● **WRITTEN TASK**:
The entries below should be output exactly as written.

(begin)

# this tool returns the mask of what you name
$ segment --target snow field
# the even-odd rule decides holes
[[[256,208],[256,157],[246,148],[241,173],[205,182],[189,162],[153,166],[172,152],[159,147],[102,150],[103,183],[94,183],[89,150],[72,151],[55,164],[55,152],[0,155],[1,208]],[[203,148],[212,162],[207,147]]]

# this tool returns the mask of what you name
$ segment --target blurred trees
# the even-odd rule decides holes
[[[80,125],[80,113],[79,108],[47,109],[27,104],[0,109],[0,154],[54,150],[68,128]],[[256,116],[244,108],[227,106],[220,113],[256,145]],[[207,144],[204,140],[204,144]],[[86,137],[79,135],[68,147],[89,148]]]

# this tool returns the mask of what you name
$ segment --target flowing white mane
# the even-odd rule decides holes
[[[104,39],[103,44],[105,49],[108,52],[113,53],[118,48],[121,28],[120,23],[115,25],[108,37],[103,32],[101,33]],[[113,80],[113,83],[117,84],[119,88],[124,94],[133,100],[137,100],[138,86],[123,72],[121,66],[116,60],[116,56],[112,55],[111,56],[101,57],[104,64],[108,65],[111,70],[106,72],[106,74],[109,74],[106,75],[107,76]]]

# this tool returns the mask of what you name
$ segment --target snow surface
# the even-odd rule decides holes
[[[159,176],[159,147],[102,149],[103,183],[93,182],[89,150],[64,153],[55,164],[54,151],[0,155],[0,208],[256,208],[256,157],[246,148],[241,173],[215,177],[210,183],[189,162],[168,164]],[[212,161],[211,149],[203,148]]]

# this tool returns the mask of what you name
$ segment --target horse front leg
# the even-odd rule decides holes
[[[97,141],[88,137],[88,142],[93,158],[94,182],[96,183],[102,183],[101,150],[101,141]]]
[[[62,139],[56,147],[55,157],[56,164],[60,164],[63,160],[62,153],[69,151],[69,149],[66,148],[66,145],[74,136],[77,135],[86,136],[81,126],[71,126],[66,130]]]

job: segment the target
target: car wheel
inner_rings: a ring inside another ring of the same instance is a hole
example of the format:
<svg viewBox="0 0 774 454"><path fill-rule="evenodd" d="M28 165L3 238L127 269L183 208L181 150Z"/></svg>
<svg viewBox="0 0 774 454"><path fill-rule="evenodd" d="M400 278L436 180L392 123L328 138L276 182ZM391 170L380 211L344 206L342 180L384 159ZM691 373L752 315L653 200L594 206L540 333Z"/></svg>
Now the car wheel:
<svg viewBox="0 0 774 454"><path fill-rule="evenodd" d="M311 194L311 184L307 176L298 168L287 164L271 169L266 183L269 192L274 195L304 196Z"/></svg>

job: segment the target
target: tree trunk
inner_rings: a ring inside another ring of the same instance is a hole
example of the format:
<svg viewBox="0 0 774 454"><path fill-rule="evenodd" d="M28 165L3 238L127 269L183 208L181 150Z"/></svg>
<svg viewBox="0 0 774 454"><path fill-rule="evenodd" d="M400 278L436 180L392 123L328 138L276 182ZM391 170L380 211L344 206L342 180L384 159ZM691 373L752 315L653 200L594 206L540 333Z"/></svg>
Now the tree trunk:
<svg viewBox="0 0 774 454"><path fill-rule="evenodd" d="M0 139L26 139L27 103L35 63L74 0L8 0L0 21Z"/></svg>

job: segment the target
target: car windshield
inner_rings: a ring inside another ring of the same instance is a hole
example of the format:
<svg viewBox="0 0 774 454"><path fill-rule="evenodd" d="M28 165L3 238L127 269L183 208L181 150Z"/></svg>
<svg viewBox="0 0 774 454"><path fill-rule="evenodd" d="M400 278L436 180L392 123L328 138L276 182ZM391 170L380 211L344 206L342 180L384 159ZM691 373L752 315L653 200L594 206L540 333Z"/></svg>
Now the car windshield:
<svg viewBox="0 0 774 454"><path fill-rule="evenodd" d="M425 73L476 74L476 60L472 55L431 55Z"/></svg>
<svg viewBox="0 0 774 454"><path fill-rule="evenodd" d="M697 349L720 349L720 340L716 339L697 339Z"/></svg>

(end)

● **RESULT FOR THIS EXERCISE**:
# this tool returns the mask of what you name
$ segment --target snow field
# the even-odd rule decides holes
[[[256,208],[256,157],[246,148],[241,173],[205,182],[189,162],[153,166],[172,152],[159,147],[102,150],[103,183],[94,183],[89,150],[72,151],[55,164],[55,152],[0,155],[1,208]],[[203,148],[212,162],[207,147]]]

# this tool returns the mask of what you name
$ segment --target blurred trees
# the even-odd rule decides holes
[[[80,125],[80,113],[79,108],[47,109],[27,104],[0,109],[0,154],[54,150],[68,128]],[[256,116],[244,108],[227,106],[220,113],[256,145]],[[207,144],[204,140],[204,144]],[[86,137],[79,135],[68,147],[89,148]]]

# this tool returns the mask of what you name
$ segment --target flowing white mane
# the even-odd rule decides holes
[[[104,39],[103,44],[105,49],[108,52],[113,53],[118,48],[121,28],[120,23],[115,25],[108,37],[103,32],[101,33]],[[113,80],[113,83],[117,84],[119,88],[124,94],[133,100],[137,100],[138,86],[123,72],[121,66],[116,60],[116,56],[112,55],[111,56],[101,57],[104,64],[108,65],[111,70],[106,72],[106,74],[109,74],[106,75],[107,76]]]

# this tool returns the mask of what you name
$ segment --target snow surface
# the even-odd rule decides holes
[[[159,176],[159,147],[102,149],[103,183],[93,182],[89,150],[64,153],[55,164],[54,151],[0,155],[0,208],[256,208],[256,157],[246,148],[241,173],[215,177],[210,183],[189,162],[168,164]],[[212,161],[211,149],[203,148]]]

# this tool returns the mask of what you name
$ segment --target horse front leg
# the even-odd rule decides holes
[[[97,141],[88,137],[88,142],[93,158],[94,182],[96,183],[102,183],[101,150],[101,141]]]
[[[62,139],[56,147],[55,157],[56,164],[60,164],[63,160],[62,153],[69,151],[69,149],[66,148],[66,145],[74,136],[77,135],[86,136],[81,126],[71,126],[66,130]]]

job: segment the target
target: car wheel
inner_rings: a ring inside another ring of the same instance is a hole
example of the format:
<svg viewBox="0 0 774 454"><path fill-rule="evenodd" d="M28 165L3 238L127 269L183 208L181 150Z"/></svg>
<svg viewBox="0 0 774 454"><path fill-rule="evenodd" d="M400 278L436 180L392 123L328 138L276 182ZM391 170L380 211L344 206L342 180L384 159ZM691 373L752 315L653 200L594 206L540 333Z"/></svg>
Now the car wheel:
<svg viewBox="0 0 774 454"><path fill-rule="evenodd" d="M311 194L311 184L307 176L298 168L287 164L271 169L266 183L269 192L274 195L304 196Z"/></svg>

job: segment the target
target: tree trunk
inner_rings: a ring inside another ring of the same instance is a hole
example of the format:
<svg viewBox="0 0 774 454"><path fill-rule="evenodd" d="M28 165L3 238L127 269L183 208L181 150Z"/></svg>
<svg viewBox="0 0 774 454"><path fill-rule="evenodd" d="M400 278L436 180L392 123L328 138L276 182ZM391 170L380 211L344 206L342 180L384 159ZM691 373L752 315L653 200L594 206L540 333Z"/></svg>
Now the tree trunk:
<svg viewBox="0 0 774 454"><path fill-rule="evenodd" d="M0 139L26 139L27 103L35 63L74 0L8 0L0 21Z"/></svg>

job: segment the target
target: car windshield
inner_rings: a ring inside another ring of the same instance is a hole
example of the format:
<svg viewBox="0 0 774 454"><path fill-rule="evenodd" d="M28 165L3 238L127 269L183 208L181 150Z"/></svg>
<svg viewBox="0 0 774 454"><path fill-rule="evenodd" d="M400 278L436 180L392 123L328 138L276 182ZM391 170L380 211L344 206L342 180L384 159ZM691 373L752 315L653 200L594 206L540 333Z"/></svg>
Now the car windshield:
<svg viewBox="0 0 774 454"><path fill-rule="evenodd" d="M425 73L476 74L476 60L472 55L431 55Z"/></svg>
<svg viewBox="0 0 774 454"><path fill-rule="evenodd" d="M697 349L720 349L720 340L716 339L697 339Z"/></svg>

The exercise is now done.